Auteur | Julie d'Andurain |
Editeur | Passés composés |
Date | 2024 |
Pages | 394 |
Sujets | France. Armée. Troupes coloniales 1800-.... Colonies françaises Histoire militaire -1800-.... |
Cote | 68.531 |
En novembre 2024, les troupes françaises sont priées de quitter le Tchad et le Sénégal : les seules garnisons qui restent dans cette région africaine sont en Côte d’Ivoire et au Gabon. Ces événements se déroulent au moment de la commémoration du massacre de Thiaroye du 1er décembre 1944 (p.285). Cette coïncidence est analysée en profondeur et lucidité par notre Consœur dans cet ouvrage, l’ancien « marsouin » que l’auteur de cette recension a eu l’honneur d’être jadis en Guyane sous le commandement du général Nemo (p.321), père de notre regretté Confrère, y est particulièrement sensible.
Les troupes de marine, ancêtres des troupes coloniales, composées de fantassins ou « marsouins » et d’artilleurs ou « bigors » (p.22) remonteraient à 1622 ou 1625 avec l’installation de Français aux Antilles, dans les îles de France, de Bourbon et aux Indes (p.17). La loi du 7 juillet 1900 qui donne naissance aux troupes coloniales, les rattache à une Direction du Ministère de la Guerre, leur reconnaissant un esprit de corps spécifique et la possibilité pour les brevetés d’intégrer le service d’état-major (p.77). Les régiments sont destinés à la garde des arsenaux et à la relève des troupes détachées aux colonies (p.81) mais le soldat colonial a beaucoup de mal à s’acclimater aux pays tropicaux où sévit la fièvre jaune (p.88). Néanmoins, faire carrière aux colonies devient possible ; les anciens militaires pourront servir dans l’administration coloniale ou pénitentiaire, les travaux publics, l’enseignement (p.86), etjouer un rôle d’intermédiaire entre Européens et chefs de villages (p.231). Mais le gouvernement radical-socialiste critique le coût de cette armée et sa fonction au sein de la société française.
La loi des « deux ans » de 1905 en refusant le format de l’armée, pose des problèmes de relève aux colonies au moment où l‘on parle de « péril jaune » à l’occasion de la guerre russo-japonaise (p.113). D’où l’idée ancienne en Asie de la formation d’une armée locale autonome (p.117) : un soldat annamite coûte un quart de moins qu’un soldat européen (p.122). En Afrique, les responsables coloniaux craignant toujours que l’islam soit un élément fédérateur capable de les gêner (p.232) utilisent des troupes noires fétichistes au début de la pénétration française en 1907 (p.133). En Algérie, l’appel à la conscription des indigènes est impopulaire. En 1914, 4000 Algériens sont sous les drapeaux, ils seront 80.000 en 1918 (p.136).

[Énoncé du problème A] Dans la recension sur les troupes coloniales, reprends le passage allant de « Auteur | Julie » à « est particulièrement sensible. » en changeant « Tchad » en « Niger ».

[Ensemble d'enregistrements]
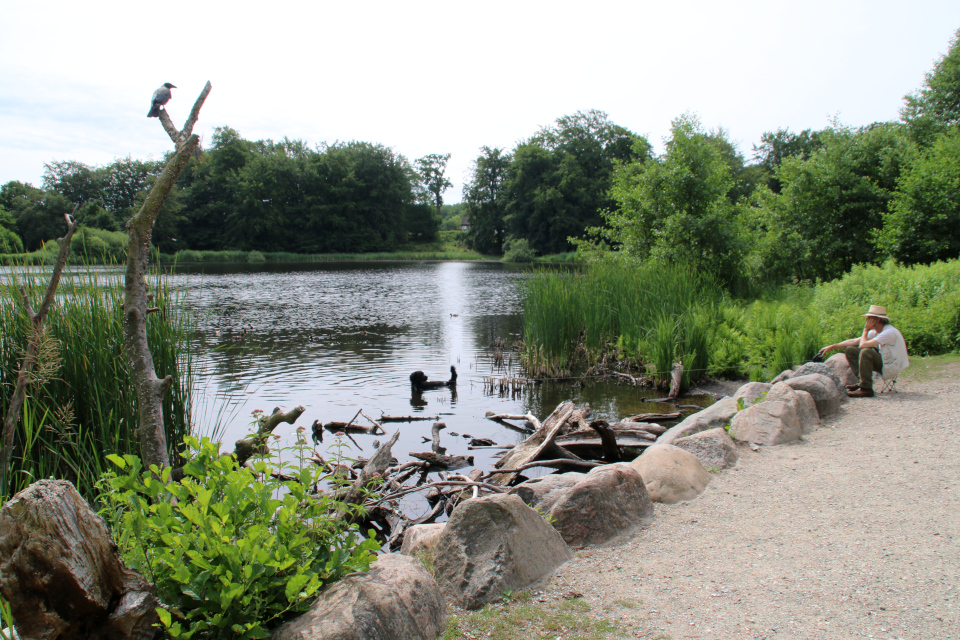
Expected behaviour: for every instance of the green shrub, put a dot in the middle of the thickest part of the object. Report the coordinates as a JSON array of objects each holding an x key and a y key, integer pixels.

---

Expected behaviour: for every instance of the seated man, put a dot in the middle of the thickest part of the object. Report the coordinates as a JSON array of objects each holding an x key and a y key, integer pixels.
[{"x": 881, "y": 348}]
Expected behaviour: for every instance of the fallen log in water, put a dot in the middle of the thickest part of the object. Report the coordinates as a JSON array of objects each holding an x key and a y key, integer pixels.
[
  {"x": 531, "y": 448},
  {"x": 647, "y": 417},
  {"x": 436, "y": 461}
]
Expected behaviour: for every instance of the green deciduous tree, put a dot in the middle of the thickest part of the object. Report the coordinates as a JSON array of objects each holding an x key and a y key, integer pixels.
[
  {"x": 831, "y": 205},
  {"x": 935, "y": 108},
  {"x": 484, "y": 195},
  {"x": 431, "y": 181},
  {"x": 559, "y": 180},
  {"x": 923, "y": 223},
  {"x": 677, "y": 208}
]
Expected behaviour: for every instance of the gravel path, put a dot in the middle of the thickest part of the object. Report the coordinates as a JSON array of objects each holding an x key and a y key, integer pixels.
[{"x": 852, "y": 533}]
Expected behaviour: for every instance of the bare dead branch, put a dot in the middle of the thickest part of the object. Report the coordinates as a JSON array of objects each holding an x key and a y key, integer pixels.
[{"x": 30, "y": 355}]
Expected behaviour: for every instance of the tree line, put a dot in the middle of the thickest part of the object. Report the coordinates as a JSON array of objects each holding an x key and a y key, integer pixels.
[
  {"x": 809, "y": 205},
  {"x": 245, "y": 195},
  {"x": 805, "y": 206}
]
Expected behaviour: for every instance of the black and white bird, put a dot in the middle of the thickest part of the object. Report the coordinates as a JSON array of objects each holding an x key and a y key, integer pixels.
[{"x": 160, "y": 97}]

[Énoncé du problème B] Ne garde de la liste que les lignes qui contiennent le mot « Report », et recopie-les.

[Solution rédigée A]
Auteur | Julie d'Andurain |
Editeur | Passés composés |
Date | 2024 |
Pages | 394 |
Sujets | France. Armée. Troupes coloniales 1800-.... Colonies françaises Histoire militaire -1800-.... |
Cote | 68.531 |
En novembre 2024, les troupes françaises sont priées de quitter le Niger et le Sénégal : les seules garnisons qui restent dans cette région africaine sont en Côte d’Ivoire et au Gabon. Ces événements se déroulent au moment de la commémoration du massacre de Thiaroye du 1er décembre 1944 (p.285). Cette coïncidence est analysée en profondeur et lucidité par notre Consœur dans cet ouvrage, l’ancien « marsouin » que l’auteur de cette recension a eu l’honneur d’être jadis en Guyane sous le commandement du général Nemo (p.321), père de notre regretté Confrère, y est particulièrement sensible.

[Solution rédigée B]
Expected behaviour: for every instance of the green shrub, put a dot in the middle of the thickest part of the object. Report the coordinates as a JSON array of objects each holding an x key and a y key, integer pixels.
Expected behaviour: for every instance of the seated man, put a dot in the middle of the thickest part of the object. Report the coordinates as a JSON array of objects each holding an x key and a y key, integer pixels.
Expected behaviour: for every instance of the fallen log in water, put a dot in the middle of the thickest part of the object. Report the coordinates as a JSON array of objects each holding an x key and a y key, integer pixels.
Expected behaviour: for every instance of the green deciduous tree, put a dot in the middle of the thickest part of the object. Report the coordinates as a JSON array of objects each holding an x key and a y key, integer pixels.
Expected behaviour: for every instance of the gravel path, put a dot in the middle of the thickest part of the object. Report the coordinates as a JSON array of objects each holding an x key and a y key, integer pixels.
Expected behaviour: for every instance of the bare dead branch, put a dot in the middle of the thickest part of the object. Report the coordinates as a JSON array of objects each holding an x key and a y key, integer pixels.
Expected behaviour: for every instance of the tree line, put a dot in the middle of the thickest part of the object. Report the coordinates as a JSON array of objects each holding an x key and a y key, integer pixels.
Expected behaviour: for every instance of the black and white bird, put a dot in the middle of the thickest part of the object. Report the coordinates as a JSON array of objects each holding an x key and a y key, integer pixels.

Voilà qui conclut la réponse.